* **GIVEN REQUEST A**: List every year mentioned in the article about the UK Parliament report on Facebook, in the order they appear.

* **QUOTED TEXT**:
A new report on disinformation and fake news published by the UK Parliament’s Digital, Culture, Media and Sport Committee offers a scathing review of Facebook’s business practices and business model. At one point, in fact, the 111-page report refers to Facebook as “digital gangsters” for the way that the company has brazenly overstepped its business boundaries and refused to give a straightforward account of its business operations to top UK government officials.
Key findings of the report
In reviewing Facebook’s approach to date for dealing with disinformation and fake news, the report noted that “the age of inadequate self-regulation” needs to come to an end. Facebook has been given every opportunity to deal with fake news and disinformation, but at every turn, has either sidestepped making any major changes or simply continued on with business as usual. In fact, the modus operandi of Facebook appears to be to “maximize revenue at all costs,” even if those costs are user privacy and user trust.
In order to maximize revenues, the report notes, Facebook has turned a blind eye to disinformation and “dark adverts” coming from unidentifiable sources that might include large state actors such as Russia. In doing so, Facebook and other big tech companies have failed in their “duty of care.” In other words, Facebook has been hiding behind the mantra of “we’re just a platform” for too long, and needs to accept more responsibility for what type of content gets published to Facebook on a daily basis.
Where the report used its most critical language is when it assessed the role of Facebook CEO Mark Zuckerberg. According to the report, Mark Zuckerberg has failed to show levels of leadership and responsibility that would be expected from the head of a company with 2 billion users worldwide. In fact, Zuckerberg was called to task for enabling Facebook to behave in the same manner as “digital gangsters,” with rival companies repeatedly being threatened to have their data turned off if they failed to comply with Facebook demands.
While the report was originally launched in September 2017, it took on particular urgency in the wake of the Cambridge Analytica scandal in March 2018. At that time, news broke that Facebook had failed to clean up any of its data-sharing practices with third-party developers and had failed to abide by a regulatory consent agreement dating all the way back to 2011 that attempted to hold Facebook to account. From the perspective of the report’s authors, the Cambridge Analytica scandal was particularly embarrassing because it involved a UK company blatantly trading in personal data gleaned from Facebook in order to impact election results. This called into question not only the result of the 2016 U.S. presidential election, but also all British elections dating back to 2014 (including the Brexit vote and the Scottish vote to leave the UK).
Key suggestions of the report
As a result of Facebook acting like digital gangsters, the report suggested that there needs to be a Compulsory Code of Ethics for big tech companies. This Code of Ethics would lay out all of the responsibilities of tech companies to deal with harmful (and illegal) content on their sites. The report characterized this content as the “malicious and relentless targeting of citizens.” This Code of Ethics would also hold tech companies to a much higher standard in terms of how they respond to requests from government and regulatory authorities.

* **GIVEN REQUEST B**: Give back only the lines of the listing from the line containing "Phrase: beige floor tile" through the end of the listing, with "Phrase" replaced by "Query" throughout and everything else unchanged.

* **INPUT RECORDS**:
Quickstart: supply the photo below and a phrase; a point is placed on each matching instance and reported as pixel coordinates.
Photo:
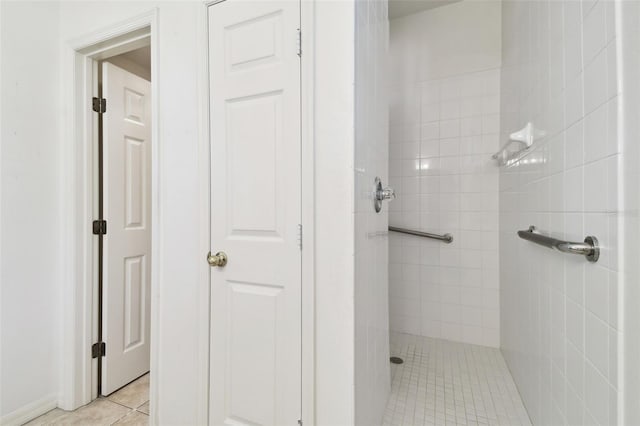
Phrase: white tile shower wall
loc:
(559, 313)
(372, 373)
(444, 116)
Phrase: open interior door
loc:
(127, 244)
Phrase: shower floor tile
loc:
(449, 383)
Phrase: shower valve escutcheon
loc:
(381, 194)
(219, 259)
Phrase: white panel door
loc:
(255, 195)
(127, 244)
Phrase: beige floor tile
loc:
(134, 418)
(97, 413)
(134, 394)
(47, 418)
(144, 408)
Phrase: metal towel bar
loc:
(588, 249)
(447, 238)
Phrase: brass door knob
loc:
(219, 259)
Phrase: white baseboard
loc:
(30, 411)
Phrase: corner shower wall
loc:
(445, 89)
(560, 328)
(371, 159)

* **WRITTEN REPLY A**:
2017
2018
2011
2016
2014

* **WRITTEN REPLY B**:
Query: beige floor tile
loc:
(134, 418)
(97, 413)
(134, 394)
(47, 418)
(144, 408)
Query: metal towel bar
loc:
(588, 249)
(447, 238)
Query: brass door knob
loc:
(219, 259)
Query: white baseboard
loc:
(30, 411)
Query: corner shower wall
loc:
(445, 89)
(560, 328)
(371, 159)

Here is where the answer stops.